● Exercise
Across the entries that follow, how many lines have the word "grass" in them? Give only the number.

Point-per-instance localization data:
◇ ◇ ◇

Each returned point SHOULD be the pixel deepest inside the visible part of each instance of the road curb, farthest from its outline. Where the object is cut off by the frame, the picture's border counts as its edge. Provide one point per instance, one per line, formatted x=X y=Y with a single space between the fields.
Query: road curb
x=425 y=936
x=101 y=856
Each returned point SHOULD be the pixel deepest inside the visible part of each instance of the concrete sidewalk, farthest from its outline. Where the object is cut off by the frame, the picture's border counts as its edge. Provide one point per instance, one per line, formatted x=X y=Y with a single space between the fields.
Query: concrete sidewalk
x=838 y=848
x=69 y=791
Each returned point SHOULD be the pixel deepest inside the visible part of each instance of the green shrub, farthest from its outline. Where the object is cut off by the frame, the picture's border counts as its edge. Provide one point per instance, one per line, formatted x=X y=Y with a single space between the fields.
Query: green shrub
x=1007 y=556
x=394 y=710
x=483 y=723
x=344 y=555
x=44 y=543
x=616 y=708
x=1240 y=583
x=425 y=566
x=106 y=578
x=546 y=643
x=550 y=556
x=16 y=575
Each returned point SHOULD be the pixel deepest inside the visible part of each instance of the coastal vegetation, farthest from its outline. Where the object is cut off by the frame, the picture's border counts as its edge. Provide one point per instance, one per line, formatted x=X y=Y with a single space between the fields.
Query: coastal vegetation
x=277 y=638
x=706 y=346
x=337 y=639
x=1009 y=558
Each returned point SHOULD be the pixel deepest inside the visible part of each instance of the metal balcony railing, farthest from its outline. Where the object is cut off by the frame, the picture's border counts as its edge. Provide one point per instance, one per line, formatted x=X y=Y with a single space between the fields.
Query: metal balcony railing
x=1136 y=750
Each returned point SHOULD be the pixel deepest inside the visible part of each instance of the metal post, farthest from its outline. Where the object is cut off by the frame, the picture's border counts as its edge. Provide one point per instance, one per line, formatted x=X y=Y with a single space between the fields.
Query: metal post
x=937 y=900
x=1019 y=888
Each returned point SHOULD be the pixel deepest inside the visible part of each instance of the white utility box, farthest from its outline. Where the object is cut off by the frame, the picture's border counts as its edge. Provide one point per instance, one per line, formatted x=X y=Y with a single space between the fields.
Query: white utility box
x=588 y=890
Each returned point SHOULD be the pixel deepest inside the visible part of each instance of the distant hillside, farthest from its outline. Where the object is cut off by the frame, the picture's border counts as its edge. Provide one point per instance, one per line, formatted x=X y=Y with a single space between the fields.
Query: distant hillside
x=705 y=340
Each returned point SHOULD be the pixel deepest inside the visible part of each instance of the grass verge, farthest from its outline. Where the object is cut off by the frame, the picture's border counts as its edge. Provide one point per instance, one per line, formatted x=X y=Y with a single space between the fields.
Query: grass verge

◇ ◇ ◇

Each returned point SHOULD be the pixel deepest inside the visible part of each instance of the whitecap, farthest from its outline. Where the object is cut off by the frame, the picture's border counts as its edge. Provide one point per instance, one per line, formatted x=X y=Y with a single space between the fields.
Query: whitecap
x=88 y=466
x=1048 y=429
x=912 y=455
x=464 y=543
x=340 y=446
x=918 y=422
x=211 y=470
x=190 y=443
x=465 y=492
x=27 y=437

◇ ◇ ◇

● Task output
2